## Reading text
--------

In Turin, on 3 January 1889, Nietzsche suffered an irrevocable mental collapse. By the time of his death, in 1900, he had become wholly physically incapacitated as well. It seems probable that the cause was syphilis. It is apparently common for syphilitics to experience a period of uplift, a remarkable sense of well-being, in the months preceding the final collapse. Certainly this was so in Nietzsche's case. In the year before his breakdown his letters are increasingly touched with euphoria. His health, extremely poor for well over a decade, seems to him to be on the mend: ‘I have just looked at myself in a mirror – I have never before appeared as I do now: in exemplary good spirits, well-nourished, and looking ten years younger than I ought to’; ‘my health, like the weather, appears every day with irrepressible brightness and gaiety’. He feels more equal than he has ever felt to the most demanding of intellectual tasks: ‘it is my great harvest-time. Everything comes easily to me, everything I try succeeds, notwithstanding that no one has yet had such great matters in hand as I have’; ‘the heaviest tasks, for which no man has yet been sufficiently strong, come easily’. His estimate of himself and of his abilities acquires a megalomanic tinge: ‘in two months I shall be the first name on earth’; ‘What is remarkable here in Turin is the fascination I exercise on people…every face changes; women gaze after me in the street’; ‘there are no longer any accidents in my life’. And these remarks – and there are many like them – inevitably raise a preliminary question. Are the philosophical works that Nietzsche produced in this final year, the works collected here in this volume, the products of an already-deranged mind?

--------

## Data shown
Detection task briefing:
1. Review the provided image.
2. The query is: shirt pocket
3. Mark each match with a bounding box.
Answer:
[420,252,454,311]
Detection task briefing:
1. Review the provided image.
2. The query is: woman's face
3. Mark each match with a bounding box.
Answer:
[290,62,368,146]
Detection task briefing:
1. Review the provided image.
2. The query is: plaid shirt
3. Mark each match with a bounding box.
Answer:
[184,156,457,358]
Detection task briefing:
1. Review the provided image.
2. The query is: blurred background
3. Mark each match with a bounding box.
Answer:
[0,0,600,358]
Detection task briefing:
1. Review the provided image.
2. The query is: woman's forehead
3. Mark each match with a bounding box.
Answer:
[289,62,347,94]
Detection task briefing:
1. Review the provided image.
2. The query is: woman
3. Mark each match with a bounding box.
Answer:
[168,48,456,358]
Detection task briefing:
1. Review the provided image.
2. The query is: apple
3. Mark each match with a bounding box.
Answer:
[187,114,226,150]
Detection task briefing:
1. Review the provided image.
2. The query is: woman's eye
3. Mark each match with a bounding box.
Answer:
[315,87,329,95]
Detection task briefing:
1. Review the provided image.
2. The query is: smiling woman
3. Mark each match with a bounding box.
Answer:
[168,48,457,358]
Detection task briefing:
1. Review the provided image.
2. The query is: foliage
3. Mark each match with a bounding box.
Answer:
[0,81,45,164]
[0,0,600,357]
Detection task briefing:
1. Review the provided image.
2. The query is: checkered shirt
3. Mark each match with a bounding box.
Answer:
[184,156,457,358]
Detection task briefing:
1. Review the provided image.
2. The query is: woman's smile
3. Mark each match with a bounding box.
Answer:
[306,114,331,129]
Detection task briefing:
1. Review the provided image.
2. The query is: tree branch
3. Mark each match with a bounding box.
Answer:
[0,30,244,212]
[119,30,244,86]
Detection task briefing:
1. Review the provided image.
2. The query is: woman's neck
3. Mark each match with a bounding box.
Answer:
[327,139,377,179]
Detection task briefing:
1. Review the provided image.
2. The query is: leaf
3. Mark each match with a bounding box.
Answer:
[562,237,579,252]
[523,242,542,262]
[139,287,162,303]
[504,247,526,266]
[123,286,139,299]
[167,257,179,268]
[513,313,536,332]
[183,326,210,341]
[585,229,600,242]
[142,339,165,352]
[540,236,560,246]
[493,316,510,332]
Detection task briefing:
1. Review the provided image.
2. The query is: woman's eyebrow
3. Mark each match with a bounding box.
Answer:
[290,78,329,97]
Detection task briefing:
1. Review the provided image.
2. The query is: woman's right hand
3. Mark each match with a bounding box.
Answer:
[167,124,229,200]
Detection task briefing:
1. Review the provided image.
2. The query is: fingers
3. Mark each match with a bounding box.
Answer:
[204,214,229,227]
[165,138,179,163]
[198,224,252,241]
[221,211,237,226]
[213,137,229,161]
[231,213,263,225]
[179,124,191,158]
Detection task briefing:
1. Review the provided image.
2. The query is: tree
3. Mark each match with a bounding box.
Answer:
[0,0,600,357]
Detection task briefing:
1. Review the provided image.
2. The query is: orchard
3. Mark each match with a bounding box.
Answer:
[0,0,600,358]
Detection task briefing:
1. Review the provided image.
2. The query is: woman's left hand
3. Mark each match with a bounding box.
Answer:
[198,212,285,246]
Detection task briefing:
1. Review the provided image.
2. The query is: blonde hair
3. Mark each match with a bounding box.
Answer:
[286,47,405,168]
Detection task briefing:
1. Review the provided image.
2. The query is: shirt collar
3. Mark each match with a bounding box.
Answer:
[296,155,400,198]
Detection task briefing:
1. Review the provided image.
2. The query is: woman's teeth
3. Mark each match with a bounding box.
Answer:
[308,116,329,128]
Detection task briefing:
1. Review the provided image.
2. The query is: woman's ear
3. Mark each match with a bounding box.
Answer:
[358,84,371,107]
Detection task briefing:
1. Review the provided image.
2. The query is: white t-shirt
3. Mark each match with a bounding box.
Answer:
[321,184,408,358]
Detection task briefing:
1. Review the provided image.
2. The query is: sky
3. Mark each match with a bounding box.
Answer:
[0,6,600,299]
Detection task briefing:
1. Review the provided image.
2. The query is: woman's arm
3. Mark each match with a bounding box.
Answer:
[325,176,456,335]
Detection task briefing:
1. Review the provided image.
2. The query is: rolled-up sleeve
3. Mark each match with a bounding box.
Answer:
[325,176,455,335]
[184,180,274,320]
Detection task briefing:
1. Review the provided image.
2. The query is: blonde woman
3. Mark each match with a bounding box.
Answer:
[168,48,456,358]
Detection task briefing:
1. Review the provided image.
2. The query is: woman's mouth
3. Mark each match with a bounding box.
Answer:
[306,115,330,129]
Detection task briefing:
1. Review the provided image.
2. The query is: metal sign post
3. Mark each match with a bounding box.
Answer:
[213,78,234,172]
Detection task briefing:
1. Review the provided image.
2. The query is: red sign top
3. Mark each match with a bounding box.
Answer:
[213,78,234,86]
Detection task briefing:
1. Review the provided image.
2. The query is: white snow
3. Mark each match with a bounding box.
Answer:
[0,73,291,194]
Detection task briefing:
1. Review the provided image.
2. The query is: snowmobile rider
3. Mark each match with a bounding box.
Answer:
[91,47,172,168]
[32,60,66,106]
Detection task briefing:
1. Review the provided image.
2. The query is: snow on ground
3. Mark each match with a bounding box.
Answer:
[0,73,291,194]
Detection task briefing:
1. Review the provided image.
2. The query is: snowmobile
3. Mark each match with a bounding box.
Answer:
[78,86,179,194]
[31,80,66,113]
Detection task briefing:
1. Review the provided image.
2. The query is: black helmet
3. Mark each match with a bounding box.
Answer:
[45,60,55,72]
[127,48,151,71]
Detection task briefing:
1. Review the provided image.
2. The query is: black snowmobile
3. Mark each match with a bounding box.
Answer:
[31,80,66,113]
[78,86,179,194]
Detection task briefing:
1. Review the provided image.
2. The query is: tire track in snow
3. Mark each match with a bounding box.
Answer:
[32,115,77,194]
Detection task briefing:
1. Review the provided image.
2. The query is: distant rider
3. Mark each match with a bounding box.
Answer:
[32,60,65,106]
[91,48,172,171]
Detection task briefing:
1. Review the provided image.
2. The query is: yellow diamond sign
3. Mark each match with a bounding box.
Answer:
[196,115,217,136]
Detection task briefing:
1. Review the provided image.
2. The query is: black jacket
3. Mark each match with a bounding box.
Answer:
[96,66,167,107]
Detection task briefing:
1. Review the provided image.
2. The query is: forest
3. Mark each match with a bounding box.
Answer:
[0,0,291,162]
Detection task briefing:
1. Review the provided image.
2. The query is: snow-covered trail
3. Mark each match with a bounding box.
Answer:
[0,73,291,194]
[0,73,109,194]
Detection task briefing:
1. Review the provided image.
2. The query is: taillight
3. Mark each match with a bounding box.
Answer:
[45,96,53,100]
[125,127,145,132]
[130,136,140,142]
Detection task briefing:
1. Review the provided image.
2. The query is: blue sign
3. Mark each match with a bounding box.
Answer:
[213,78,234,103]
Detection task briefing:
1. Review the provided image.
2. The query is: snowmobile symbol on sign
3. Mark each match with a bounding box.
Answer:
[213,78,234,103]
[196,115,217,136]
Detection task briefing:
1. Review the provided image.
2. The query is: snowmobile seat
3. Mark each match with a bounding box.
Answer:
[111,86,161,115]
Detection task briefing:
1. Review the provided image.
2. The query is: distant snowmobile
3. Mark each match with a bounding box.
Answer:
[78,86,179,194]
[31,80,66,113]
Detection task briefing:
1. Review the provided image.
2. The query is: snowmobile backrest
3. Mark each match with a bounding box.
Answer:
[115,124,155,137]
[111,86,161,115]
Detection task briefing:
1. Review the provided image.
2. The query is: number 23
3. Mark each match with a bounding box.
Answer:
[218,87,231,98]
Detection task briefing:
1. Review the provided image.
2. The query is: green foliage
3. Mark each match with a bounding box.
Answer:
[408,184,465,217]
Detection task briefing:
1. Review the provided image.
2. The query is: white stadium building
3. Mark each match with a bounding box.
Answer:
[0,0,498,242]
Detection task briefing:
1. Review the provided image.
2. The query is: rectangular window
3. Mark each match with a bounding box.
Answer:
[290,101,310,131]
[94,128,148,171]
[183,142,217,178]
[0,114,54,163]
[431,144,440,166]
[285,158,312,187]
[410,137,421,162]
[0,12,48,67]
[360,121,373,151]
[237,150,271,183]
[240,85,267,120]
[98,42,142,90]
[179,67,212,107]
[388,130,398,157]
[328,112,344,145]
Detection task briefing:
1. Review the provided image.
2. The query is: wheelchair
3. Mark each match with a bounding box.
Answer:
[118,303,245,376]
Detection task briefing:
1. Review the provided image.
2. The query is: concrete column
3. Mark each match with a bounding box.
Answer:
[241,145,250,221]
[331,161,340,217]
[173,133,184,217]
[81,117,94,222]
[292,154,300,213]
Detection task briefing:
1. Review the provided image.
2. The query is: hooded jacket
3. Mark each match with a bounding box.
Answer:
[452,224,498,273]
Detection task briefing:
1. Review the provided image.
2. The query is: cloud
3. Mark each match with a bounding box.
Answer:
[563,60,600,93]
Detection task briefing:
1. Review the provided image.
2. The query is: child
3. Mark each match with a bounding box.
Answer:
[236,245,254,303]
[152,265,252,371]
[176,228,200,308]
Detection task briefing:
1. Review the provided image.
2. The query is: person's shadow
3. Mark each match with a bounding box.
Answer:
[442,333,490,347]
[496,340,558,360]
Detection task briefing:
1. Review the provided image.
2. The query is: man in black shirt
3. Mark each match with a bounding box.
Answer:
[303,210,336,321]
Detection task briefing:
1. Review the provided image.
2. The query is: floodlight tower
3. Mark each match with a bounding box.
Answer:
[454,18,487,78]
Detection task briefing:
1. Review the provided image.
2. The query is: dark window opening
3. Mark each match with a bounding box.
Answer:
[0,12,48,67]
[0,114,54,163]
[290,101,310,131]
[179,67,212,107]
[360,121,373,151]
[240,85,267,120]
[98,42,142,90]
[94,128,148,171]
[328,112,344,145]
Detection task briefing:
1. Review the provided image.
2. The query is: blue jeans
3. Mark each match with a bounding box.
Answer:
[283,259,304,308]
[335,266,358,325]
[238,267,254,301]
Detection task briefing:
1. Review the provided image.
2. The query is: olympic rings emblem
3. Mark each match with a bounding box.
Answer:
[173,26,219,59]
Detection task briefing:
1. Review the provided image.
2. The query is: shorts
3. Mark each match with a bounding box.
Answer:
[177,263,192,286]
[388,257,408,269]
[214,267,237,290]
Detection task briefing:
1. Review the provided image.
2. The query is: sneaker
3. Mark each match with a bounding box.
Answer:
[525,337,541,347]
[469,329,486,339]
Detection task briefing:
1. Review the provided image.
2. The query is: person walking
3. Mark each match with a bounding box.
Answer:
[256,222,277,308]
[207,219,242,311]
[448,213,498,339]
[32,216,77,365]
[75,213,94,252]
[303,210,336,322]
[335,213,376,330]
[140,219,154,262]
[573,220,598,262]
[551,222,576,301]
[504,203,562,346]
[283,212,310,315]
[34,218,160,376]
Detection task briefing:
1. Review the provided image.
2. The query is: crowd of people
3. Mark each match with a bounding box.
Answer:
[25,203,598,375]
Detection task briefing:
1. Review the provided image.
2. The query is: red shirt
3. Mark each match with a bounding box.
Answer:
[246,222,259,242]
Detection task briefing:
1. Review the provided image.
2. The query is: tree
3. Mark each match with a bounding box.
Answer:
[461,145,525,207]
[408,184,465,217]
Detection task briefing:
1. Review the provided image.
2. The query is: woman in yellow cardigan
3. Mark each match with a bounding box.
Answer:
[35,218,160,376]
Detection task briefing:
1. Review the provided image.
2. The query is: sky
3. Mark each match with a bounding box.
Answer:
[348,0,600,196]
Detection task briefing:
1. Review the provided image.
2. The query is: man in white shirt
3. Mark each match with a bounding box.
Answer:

--------

## Required tasks
a: Can you pick out every line of the records that contains the word "window" and copy each one?
b: Could you resume the passage on Nietzsche, picking up after its last sentence?
The passage on Nietzsche and the records come from unrelated sources.

## Task-by-task answers
a:
2. The query is: rectangular window
2. The query is: dark window opening

b:
NIETZSCHE'S SANITY

The 1888 texts are certainly very diverse. One – Twilight of the Idols – proceeds in a distilled version of Nietzsche's established aphoristic manner. Two – The Anti-Christ and The Case of Wagner – are sustained polemics, directed, respectively, against institutionalized Christianity and Richard Wagner's music dramas. One – Ecce Homo – is a strange sort of autobio-graphy. And the remaining work – Nietzsche Contra Wagner – is an anthology of aphorisms culled, sometimes with minor alterations, from Nietzsche's other books. But variety is hardly a sign of madness.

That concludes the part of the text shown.